Convert the stretch from the line containing "Field-scouting task: mark every instance of the stitched" through the line containing "point(212, 254)" into a JSON list of strings, one string per line, leaving out blank lines.
|---|
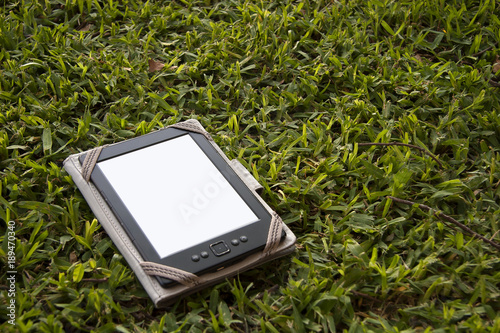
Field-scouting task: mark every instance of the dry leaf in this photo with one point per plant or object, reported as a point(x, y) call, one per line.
point(85, 28)
point(73, 257)
point(496, 65)
point(155, 65)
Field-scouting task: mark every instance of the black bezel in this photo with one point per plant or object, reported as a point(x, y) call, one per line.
point(255, 232)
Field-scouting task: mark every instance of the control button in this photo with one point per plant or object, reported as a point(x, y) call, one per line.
point(219, 248)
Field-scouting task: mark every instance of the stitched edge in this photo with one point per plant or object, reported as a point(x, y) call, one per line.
point(274, 235)
point(183, 277)
point(193, 128)
point(113, 223)
point(89, 162)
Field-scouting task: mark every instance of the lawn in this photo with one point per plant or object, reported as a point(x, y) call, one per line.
point(373, 126)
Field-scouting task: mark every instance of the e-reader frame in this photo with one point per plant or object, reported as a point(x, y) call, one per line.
point(212, 254)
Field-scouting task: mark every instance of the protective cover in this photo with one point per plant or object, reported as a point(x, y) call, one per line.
point(145, 271)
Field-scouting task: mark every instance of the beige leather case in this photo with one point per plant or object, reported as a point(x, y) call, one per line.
point(164, 296)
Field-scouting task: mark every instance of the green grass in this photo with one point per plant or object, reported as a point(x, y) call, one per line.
point(290, 90)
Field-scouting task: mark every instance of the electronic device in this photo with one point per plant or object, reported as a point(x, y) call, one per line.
point(180, 202)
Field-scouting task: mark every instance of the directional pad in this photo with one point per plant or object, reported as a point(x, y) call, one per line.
point(219, 248)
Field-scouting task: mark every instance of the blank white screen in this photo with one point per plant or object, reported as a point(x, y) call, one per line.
point(176, 194)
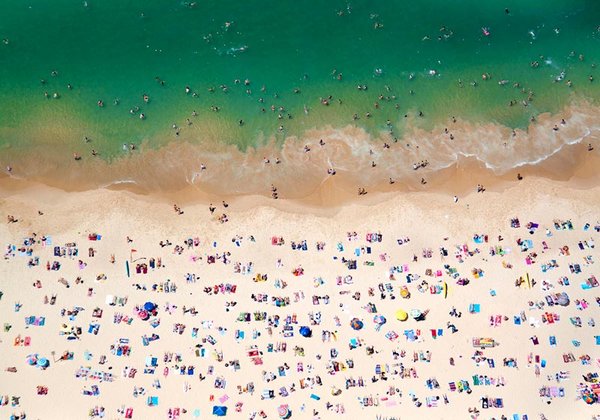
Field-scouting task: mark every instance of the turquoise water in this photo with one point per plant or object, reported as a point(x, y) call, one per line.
point(109, 50)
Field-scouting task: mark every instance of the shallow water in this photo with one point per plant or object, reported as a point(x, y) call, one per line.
point(120, 50)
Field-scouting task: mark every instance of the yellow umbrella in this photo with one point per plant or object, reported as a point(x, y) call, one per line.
point(401, 315)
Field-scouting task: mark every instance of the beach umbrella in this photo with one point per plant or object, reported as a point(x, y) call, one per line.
point(305, 332)
point(589, 397)
point(356, 324)
point(415, 313)
point(563, 299)
point(401, 315)
point(219, 410)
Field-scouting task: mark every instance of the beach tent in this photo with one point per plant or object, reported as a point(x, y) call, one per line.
point(220, 410)
point(305, 332)
point(284, 411)
point(401, 315)
point(356, 324)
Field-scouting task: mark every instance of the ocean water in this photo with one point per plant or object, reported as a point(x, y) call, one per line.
point(385, 62)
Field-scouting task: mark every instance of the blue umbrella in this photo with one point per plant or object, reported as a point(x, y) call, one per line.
point(356, 324)
point(219, 410)
point(305, 332)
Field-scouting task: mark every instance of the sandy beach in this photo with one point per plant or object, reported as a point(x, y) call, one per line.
point(235, 316)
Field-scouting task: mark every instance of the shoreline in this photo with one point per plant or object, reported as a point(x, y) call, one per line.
point(335, 193)
point(427, 218)
point(351, 152)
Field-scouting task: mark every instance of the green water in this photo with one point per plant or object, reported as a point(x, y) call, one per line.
point(113, 49)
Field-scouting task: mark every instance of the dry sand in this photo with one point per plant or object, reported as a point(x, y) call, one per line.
point(427, 218)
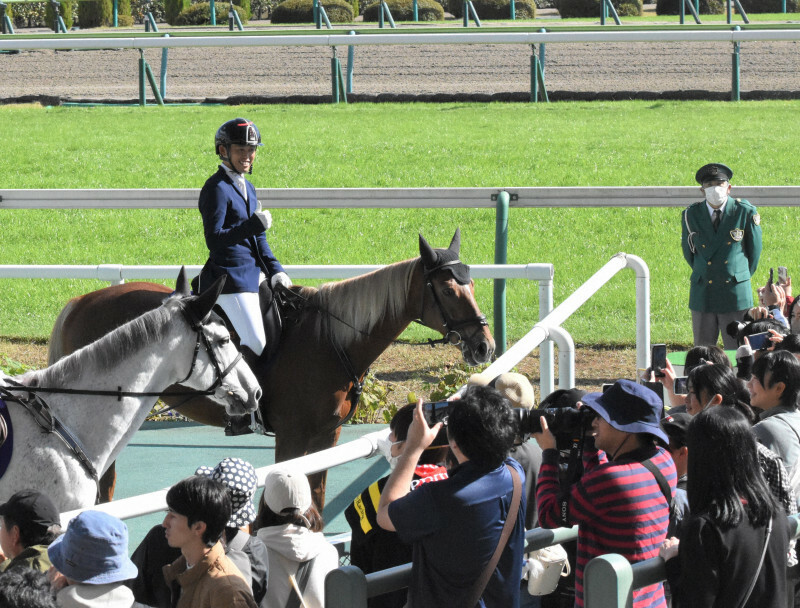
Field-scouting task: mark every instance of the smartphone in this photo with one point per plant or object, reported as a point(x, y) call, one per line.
point(658, 359)
point(436, 411)
point(759, 341)
point(681, 386)
point(657, 388)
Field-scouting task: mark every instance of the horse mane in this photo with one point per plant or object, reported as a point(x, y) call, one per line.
point(360, 303)
point(102, 354)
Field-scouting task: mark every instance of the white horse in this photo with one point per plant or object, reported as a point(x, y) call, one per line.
point(115, 383)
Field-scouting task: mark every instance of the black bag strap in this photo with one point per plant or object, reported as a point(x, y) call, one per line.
point(302, 576)
point(660, 479)
point(511, 520)
point(760, 564)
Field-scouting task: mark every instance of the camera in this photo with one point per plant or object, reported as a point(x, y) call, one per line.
point(560, 420)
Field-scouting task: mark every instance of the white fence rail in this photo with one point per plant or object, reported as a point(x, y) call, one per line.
point(382, 198)
point(132, 42)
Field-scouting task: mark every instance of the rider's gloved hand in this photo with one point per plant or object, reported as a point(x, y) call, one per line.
point(280, 278)
point(264, 216)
|---|
Output of the task:
[
  "Field-scouting task: mark every instance of the stitched edge in this photo with one point per plant or object, reported as a point(x, y) call, one per line.",
  "point(274, 235)",
  "point(183, 277)",
  "point(193, 128)",
  "point(113, 223)",
  "point(89, 162)",
  "Field-scouting task: mark every instance of the lawn in this photo with one point per plant or object, reported as a point(x, y) call, one per line.",
  "point(373, 126)",
  "Field-scouting task: mark every instance of the e-reader frame in this photo with one point per plant or object, reported as a point(x, y) call, one per line.",
  "point(212, 254)"
]